Stored data entries:
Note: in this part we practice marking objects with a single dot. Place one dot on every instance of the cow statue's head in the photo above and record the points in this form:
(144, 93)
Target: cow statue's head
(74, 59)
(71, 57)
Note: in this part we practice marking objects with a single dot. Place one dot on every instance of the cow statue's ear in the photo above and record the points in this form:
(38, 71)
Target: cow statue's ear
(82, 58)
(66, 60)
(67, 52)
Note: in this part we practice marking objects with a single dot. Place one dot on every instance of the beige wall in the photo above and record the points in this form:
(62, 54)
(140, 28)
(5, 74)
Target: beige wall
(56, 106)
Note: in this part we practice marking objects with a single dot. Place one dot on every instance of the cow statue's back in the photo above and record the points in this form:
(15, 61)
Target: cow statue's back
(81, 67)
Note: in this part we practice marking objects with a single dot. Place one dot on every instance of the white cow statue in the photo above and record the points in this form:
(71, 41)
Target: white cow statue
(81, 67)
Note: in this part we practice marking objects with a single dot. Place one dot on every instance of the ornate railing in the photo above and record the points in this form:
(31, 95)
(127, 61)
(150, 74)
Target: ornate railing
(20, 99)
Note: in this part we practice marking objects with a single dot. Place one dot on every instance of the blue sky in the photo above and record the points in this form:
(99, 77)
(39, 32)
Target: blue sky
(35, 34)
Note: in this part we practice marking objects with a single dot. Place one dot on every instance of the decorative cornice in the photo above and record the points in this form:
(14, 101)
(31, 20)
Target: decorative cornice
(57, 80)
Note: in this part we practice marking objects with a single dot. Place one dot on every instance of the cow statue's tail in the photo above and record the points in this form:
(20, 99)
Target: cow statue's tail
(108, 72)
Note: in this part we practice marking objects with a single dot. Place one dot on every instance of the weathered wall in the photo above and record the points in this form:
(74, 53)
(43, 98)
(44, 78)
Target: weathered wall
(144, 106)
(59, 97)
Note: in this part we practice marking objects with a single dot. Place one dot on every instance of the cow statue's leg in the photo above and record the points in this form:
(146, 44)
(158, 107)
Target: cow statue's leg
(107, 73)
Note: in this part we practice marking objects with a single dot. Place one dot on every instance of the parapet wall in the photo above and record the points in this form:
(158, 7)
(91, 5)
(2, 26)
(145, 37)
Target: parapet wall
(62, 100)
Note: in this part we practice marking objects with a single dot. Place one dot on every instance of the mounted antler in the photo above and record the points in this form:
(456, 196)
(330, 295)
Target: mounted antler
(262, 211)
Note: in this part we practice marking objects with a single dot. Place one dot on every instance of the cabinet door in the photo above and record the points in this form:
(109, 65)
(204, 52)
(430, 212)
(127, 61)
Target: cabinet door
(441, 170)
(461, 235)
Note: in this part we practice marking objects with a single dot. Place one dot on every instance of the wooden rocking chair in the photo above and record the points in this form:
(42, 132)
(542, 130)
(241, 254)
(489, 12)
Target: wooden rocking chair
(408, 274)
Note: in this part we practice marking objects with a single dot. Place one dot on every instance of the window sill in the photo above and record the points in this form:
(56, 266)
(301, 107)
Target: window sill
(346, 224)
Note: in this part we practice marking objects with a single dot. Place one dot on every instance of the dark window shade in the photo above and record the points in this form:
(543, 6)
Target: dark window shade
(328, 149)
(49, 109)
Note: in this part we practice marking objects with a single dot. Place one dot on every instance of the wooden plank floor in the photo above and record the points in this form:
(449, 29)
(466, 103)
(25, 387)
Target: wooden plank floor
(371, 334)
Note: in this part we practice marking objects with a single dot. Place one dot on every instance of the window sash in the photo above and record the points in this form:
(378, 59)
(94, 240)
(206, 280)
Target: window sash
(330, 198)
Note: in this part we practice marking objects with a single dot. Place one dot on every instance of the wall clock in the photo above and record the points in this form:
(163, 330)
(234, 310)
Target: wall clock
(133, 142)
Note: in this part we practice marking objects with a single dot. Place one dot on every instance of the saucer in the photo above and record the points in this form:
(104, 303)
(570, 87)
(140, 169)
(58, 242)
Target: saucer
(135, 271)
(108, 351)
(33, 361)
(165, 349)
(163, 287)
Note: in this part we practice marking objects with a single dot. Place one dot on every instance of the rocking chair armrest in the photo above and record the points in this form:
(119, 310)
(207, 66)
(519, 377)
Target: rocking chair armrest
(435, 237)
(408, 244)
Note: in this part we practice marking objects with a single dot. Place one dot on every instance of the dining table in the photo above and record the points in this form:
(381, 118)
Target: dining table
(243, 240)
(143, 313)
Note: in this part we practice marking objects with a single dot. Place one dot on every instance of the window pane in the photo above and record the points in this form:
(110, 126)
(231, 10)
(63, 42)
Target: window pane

§ THE TASK: Each line that includes the string "pane" should be copied from the data.

§ SOLUTION TO THIS EXERCISE:
Note: in this part we practice marking objects with a single dot. Place one dot on every instance of the window pane in the photo above and record the points in this form:
Target: window pane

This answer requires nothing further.